Reproduce the listing verbatim through the line with "Can you find the tall".

--- EXTRACTED INFORMATION ---
----

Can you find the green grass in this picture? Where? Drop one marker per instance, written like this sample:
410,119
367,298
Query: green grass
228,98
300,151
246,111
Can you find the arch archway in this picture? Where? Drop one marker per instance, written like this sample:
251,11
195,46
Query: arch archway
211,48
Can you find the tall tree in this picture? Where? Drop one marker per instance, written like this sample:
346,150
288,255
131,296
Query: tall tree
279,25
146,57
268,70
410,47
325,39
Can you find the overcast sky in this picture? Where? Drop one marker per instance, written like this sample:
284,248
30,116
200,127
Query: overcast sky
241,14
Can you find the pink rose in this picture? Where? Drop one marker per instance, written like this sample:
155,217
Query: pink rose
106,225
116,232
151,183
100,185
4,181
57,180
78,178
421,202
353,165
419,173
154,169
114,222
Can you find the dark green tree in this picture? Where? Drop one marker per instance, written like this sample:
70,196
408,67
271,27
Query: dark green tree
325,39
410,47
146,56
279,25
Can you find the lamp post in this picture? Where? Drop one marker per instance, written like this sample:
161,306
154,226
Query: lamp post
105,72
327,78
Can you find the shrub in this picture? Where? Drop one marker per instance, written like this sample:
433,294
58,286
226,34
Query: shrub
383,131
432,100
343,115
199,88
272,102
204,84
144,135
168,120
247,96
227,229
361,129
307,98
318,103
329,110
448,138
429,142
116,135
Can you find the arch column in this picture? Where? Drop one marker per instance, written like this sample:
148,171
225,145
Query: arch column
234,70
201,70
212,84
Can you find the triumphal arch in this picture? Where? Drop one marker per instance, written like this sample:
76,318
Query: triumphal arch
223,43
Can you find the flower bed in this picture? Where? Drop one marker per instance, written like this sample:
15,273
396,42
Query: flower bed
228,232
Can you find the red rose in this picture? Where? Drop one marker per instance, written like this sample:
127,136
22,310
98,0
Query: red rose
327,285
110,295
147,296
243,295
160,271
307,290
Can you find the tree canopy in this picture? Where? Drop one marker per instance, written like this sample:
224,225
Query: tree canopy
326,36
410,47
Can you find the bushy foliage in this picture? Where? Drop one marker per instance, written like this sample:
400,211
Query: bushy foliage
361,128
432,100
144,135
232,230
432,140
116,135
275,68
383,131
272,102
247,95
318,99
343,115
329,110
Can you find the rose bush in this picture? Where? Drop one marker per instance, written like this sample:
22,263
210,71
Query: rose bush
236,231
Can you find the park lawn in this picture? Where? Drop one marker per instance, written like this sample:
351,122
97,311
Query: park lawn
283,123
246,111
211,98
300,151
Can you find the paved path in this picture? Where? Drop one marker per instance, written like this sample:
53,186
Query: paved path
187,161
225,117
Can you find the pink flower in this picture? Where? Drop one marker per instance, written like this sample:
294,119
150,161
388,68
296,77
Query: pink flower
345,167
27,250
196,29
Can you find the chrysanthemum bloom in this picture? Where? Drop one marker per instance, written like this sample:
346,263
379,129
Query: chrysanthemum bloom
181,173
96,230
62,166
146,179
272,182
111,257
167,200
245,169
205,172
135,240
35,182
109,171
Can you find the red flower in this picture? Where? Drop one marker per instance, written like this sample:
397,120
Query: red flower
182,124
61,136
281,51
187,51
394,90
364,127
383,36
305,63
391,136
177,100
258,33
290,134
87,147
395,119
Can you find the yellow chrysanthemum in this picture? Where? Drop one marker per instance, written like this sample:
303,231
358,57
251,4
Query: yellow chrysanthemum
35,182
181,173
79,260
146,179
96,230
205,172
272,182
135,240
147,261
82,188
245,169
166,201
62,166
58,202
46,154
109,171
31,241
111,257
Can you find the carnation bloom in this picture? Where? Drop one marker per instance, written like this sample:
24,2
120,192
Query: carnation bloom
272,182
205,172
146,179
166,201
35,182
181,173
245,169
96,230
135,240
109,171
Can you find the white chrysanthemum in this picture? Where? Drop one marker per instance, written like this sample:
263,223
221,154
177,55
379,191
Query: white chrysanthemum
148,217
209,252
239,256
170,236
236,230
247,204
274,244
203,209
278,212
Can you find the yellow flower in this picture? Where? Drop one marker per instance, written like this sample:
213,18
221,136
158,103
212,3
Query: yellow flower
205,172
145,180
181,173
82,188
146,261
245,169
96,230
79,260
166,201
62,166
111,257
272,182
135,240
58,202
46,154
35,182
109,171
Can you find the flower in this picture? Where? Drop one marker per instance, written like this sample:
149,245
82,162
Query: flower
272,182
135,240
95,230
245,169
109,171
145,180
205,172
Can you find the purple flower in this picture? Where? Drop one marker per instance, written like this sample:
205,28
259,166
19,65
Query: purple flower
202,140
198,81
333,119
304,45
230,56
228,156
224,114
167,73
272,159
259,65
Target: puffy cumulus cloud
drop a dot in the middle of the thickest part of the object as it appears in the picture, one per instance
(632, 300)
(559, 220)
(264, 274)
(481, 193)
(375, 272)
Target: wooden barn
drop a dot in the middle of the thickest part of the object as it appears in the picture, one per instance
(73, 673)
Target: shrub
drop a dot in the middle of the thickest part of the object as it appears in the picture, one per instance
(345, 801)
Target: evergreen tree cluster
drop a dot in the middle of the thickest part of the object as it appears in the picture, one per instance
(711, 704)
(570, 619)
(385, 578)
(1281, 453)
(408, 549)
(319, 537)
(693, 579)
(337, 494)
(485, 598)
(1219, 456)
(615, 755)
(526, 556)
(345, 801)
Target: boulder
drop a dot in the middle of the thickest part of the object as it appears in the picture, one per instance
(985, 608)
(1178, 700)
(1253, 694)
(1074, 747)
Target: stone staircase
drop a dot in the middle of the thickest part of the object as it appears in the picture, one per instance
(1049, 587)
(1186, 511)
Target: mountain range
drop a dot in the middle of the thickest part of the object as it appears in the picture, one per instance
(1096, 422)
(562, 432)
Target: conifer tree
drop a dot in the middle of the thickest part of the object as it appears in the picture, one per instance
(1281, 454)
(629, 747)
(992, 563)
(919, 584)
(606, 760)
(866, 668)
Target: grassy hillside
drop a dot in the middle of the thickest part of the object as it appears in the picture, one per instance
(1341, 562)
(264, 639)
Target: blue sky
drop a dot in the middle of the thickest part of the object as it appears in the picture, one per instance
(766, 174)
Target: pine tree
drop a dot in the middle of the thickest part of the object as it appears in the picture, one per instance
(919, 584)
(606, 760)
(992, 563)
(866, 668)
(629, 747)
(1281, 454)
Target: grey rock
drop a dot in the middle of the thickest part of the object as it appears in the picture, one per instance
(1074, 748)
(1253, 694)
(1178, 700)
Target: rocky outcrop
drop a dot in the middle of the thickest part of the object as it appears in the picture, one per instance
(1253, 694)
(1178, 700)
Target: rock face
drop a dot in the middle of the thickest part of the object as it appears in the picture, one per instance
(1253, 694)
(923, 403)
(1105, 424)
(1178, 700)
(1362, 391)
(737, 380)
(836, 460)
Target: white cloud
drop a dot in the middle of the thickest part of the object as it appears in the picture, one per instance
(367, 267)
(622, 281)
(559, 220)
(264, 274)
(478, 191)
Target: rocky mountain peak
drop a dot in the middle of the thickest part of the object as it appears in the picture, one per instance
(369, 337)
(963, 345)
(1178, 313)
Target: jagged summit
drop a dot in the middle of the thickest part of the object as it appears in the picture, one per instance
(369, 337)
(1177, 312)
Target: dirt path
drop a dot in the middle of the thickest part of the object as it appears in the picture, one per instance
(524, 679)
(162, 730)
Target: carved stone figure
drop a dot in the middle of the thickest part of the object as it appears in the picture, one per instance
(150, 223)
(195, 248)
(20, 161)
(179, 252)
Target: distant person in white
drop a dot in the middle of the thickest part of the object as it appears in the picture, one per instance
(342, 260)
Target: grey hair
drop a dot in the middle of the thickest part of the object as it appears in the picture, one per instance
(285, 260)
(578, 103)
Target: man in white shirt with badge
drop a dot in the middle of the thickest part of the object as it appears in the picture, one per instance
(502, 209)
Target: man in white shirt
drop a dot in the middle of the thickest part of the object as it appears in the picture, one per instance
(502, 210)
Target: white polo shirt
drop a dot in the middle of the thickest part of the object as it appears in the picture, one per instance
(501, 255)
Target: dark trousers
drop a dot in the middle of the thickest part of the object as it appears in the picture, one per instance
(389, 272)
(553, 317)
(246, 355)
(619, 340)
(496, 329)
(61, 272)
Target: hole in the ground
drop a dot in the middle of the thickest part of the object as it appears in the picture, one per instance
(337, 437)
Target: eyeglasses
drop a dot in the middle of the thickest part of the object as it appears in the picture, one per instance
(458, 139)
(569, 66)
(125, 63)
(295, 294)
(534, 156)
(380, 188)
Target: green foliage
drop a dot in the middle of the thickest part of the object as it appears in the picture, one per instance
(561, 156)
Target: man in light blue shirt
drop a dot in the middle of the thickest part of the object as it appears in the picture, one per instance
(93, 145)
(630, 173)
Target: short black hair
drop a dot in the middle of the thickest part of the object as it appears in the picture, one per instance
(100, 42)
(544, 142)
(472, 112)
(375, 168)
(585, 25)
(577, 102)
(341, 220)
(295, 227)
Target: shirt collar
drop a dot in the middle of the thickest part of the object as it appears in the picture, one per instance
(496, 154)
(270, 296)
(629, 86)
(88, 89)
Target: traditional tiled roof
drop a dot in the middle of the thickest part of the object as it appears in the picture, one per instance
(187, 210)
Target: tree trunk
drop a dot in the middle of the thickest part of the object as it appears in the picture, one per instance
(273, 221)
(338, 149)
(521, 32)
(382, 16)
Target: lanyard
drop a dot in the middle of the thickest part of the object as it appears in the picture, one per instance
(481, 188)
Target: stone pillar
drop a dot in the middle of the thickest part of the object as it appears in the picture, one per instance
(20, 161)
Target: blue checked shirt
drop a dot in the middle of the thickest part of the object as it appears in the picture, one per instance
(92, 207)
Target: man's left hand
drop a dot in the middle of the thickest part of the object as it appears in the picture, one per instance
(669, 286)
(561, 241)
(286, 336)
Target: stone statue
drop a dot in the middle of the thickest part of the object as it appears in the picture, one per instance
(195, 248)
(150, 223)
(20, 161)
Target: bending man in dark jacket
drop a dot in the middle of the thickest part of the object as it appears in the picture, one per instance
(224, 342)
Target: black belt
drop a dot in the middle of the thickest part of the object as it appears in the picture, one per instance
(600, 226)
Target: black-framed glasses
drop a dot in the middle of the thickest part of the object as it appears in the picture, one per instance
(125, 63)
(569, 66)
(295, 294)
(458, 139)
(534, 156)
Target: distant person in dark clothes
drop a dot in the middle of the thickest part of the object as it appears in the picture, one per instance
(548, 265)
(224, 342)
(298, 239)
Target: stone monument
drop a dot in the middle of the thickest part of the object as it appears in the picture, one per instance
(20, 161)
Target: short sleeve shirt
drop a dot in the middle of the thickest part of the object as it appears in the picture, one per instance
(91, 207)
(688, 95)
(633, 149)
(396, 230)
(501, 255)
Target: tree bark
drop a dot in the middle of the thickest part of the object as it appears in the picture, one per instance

----

--- YOUR SOLUTION ---
Can you find the green grass in this picture? Where? Drop one marker per instance, written like this sample:
410,119
367,298
Query: green grass
228,98
300,151
246,111
Can you find the arch archway in this picture? Where? Drop one marker per instance, written like this sample:
251,11
195,46
Query: arch archway
211,48
Can you find the tall tree in this picture? Where? Drop one marker per instance, written like this sample:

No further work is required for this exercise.